Your instructions: Set down each entry exactly as given; pictures should not appear in the copy.

Excerpts of annotation records:
=====

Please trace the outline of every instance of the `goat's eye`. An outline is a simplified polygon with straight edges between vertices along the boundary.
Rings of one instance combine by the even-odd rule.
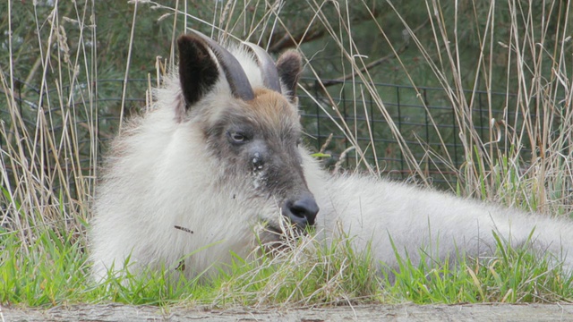
[[[246,135],[240,132],[231,131],[228,132],[228,136],[234,143],[244,143],[249,140]]]

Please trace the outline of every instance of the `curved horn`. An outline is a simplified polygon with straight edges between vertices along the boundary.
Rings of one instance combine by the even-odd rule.
[[[242,98],[243,100],[253,99],[254,93],[252,91],[252,88],[251,87],[249,79],[244,73],[239,61],[237,61],[236,58],[228,52],[228,50],[222,47],[210,38],[199,31],[192,31],[201,37],[207,46],[209,46],[209,47],[213,51],[215,56],[217,56],[217,60],[225,72],[227,81],[229,83],[229,87],[231,87],[231,92],[233,95],[237,98]]]
[[[244,45],[251,47],[254,52],[259,62],[259,67],[262,71],[262,82],[267,89],[272,89],[276,92],[281,93],[280,81],[278,81],[278,72],[277,72],[277,66],[270,55],[266,50],[262,49],[258,45],[250,42],[244,42]]]

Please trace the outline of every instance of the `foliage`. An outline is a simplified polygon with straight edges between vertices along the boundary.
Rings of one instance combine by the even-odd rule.
[[[420,267],[402,258],[399,271],[381,274],[373,270],[368,253],[355,253],[343,238],[329,245],[301,241],[278,257],[237,258],[208,282],[174,284],[166,272],[149,279],[110,278],[98,286],[90,281],[86,232],[97,165],[107,140],[130,114],[144,108],[152,99],[150,88],[173,67],[175,38],[184,28],[260,42],[272,53],[300,50],[304,76],[315,82],[304,82],[299,91],[309,97],[308,106],[329,117],[336,134],[328,150],[337,155],[350,148],[345,153],[362,171],[379,174],[385,165],[376,157],[400,154],[411,180],[430,184],[429,165],[444,163],[458,179],[450,188],[460,195],[570,216],[571,4],[423,4],[0,3],[0,301],[167,305],[185,300],[225,306],[571,301],[571,280],[560,267],[502,241],[492,258],[429,260]],[[323,81],[329,79],[347,81]],[[427,122],[427,140],[437,145],[426,144],[415,127],[398,126],[397,108],[387,98],[391,89],[378,83],[414,86],[398,110]],[[439,87],[441,94],[424,97],[422,85]],[[347,111],[340,97],[347,97]],[[483,132],[474,122],[478,99],[487,106],[479,112],[489,120]],[[438,101],[451,114],[430,112]],[[408,106],[413,104],[424,107],[424,120]],[[449,115],[454,128],[437,126]],[[369,116],[383,120],[384,126],[370,128],[363,122]],[[393,142],[376,143],[378,137]],[[460,151],[451,149],[455,140],[463,143]],[[461,167],[452,161],[456,154],[464,160]],[[305,252],[312,248],[313,255]]]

=====

Response for this exercise:
Please trace the outline of every instance of the `goat's eye`. An outline is a simplified polygon with straight edges between vertices along the boundary.
Rings of one instance combine by the even-odd rule.
[[[246,135],[240,132],[231,131],[228,132],[228,136],[234,143],[244,143],[249,140]]]

Please trace the outline of every instance of the `curved horn`. An outline is a simplified polygon with straight edges between vertices along the boundary.
Rings of one instance combine by the even-odd rule.
[[[242,98],[243,100],[253,99],[254,93],[252,91],[252,88],[251,87],[249,79],[244,73],[239,61],[237,61],[236,58],[228,52],[228,50],[222,47],[210,38],[199,31],[192,31],[201,37],[207,46],[209,46],[209,47],[213,51],[215,56],[217,56],[217,60],[225,72],[227,81],[229,83],[229,87],[231,87],[231,92],[233,95],[237,98]]]
[[[244,45],[251,47],[254,52],[259,62],[259,67],[262,71],[262,82],[267,89],[272,89],[276,92],[281,93],[280,81],[278,81],[278,72],[277,72],[277,66],[270,55],[266,50],[262,49],[258,45],[250,42],[244,42]]]

Please trace the outline of every instance of the `foliage`. An outline is a simplified polygon with straight edges between vertices along the boundary.
Rings of one instance combine by the even-odd rule.
[[[420,267],[402,258],[399,271],[381,274],[373,270],[368,253],[355,253],[343,238],[329,245],[301,241],[278,257],[237,258],[208,282],[174,284],[166,272],[149,279],[110,278],[98,286],[90,281],[86,232],[97,165],[107,140],[130,114],[144,108],[152,99],[150,88],[173,67],[175,38],[184,28],[260,42],[272,53],[300,50],[304,76],[315,82],[304,82],[299,91],[309,97],[308,106],[329,117],[336,134],[328,150],[337,155],[350,148],[345,153],[362,171],[379,174],[385,165],[376,157],[400,154],[411,180],[430,184],[429,165],[444,163],[458,179],[450,188],[460,195],[570,216],[571,4],[423,4],[0,3],[0,301],[167,305],[185,300],[225,306],[571,301],[571,280],[560,267],[502,241],[492,258],[429,260]],[[323,81],[329,79],[347,81]],[[427,122],[427,140],[437,145],[426,144],[415,127],[398,126],[397,108],[387,98],[391,89],[378,83],[414,86],[398,110]],[[439,87],[441,94],[424,97],[422,85]],[[347,111],[340,97],[347,97]],[[483,132],[474,122],[478,99],[487,106],[479,112],[489,120]],[[438,101],[451,114],[430,112]],[[408,106],[413,104],[424,107],[424,120]],[[449,115],[454,128],[437,126]],[[369,116],[383,120],[384,126],[370,128],[363,122]],[[393,142],[376,143],[378,137]],[[460,151],[451,149],[455,140],[463,143]],[[461,167],[452,161],[456,154],[464,160]],[[305,252],[312,248],[313,255]]]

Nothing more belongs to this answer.